Brief: How many lines in the listing below contain the string "image"? Treat uppercase and lowercase letters as different, and reply with the number alone.

+--

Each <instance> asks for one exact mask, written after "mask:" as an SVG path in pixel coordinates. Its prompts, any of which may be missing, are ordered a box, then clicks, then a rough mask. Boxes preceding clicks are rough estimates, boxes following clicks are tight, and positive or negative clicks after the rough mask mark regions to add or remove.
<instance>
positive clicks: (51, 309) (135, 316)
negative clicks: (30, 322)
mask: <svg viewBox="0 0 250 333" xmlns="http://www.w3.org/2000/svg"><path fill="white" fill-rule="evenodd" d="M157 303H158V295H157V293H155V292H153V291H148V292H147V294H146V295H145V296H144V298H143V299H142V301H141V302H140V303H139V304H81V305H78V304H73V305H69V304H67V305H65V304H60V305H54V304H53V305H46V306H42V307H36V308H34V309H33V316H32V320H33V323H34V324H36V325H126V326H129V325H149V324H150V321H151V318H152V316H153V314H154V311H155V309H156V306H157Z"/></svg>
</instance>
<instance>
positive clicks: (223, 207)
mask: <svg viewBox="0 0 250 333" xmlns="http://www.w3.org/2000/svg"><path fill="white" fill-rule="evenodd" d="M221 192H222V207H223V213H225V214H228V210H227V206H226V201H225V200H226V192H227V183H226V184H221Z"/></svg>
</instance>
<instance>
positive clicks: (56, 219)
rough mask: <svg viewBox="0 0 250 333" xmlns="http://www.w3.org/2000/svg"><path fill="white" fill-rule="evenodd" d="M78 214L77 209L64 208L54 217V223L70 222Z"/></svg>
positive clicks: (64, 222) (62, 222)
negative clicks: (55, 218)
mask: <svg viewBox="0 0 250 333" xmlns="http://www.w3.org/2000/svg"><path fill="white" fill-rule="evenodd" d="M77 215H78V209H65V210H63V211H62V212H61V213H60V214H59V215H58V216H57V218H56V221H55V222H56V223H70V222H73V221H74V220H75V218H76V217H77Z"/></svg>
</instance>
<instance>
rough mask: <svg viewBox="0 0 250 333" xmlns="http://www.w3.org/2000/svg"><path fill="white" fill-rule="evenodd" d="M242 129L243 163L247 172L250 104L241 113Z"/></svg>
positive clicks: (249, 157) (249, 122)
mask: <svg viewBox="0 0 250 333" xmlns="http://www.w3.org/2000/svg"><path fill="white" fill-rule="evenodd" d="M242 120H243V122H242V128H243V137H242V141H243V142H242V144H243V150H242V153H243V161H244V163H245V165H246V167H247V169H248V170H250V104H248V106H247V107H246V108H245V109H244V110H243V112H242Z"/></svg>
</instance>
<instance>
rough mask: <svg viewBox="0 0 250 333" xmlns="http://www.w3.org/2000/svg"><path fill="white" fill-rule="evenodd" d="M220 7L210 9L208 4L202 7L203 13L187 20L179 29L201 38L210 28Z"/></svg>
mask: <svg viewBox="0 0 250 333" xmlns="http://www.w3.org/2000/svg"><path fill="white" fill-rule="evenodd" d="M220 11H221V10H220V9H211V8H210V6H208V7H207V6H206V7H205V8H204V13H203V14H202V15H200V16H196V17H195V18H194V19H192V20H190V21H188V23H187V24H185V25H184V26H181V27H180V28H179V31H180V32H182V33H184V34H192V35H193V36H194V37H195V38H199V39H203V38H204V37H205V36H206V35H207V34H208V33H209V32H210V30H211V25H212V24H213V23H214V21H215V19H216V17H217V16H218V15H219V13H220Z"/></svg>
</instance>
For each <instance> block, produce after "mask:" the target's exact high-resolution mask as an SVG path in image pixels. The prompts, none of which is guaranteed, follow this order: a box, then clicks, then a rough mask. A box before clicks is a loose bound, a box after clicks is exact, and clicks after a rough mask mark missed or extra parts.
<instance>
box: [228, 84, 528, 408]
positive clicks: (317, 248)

+--

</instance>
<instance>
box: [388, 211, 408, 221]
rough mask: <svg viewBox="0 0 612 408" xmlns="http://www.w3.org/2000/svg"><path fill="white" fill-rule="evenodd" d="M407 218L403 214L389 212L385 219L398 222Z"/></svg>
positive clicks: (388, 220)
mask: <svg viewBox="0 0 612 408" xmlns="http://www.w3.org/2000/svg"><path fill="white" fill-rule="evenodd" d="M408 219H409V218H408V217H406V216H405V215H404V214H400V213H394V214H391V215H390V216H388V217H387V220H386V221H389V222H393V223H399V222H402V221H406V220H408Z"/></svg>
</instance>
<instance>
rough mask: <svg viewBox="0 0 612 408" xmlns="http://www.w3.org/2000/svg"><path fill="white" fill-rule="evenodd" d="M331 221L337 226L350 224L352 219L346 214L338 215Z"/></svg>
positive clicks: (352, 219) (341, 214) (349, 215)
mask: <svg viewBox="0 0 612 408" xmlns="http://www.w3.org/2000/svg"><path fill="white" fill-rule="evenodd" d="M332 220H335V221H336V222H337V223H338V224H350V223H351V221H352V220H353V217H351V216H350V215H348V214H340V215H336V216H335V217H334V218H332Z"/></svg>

+--

Result of the task: 1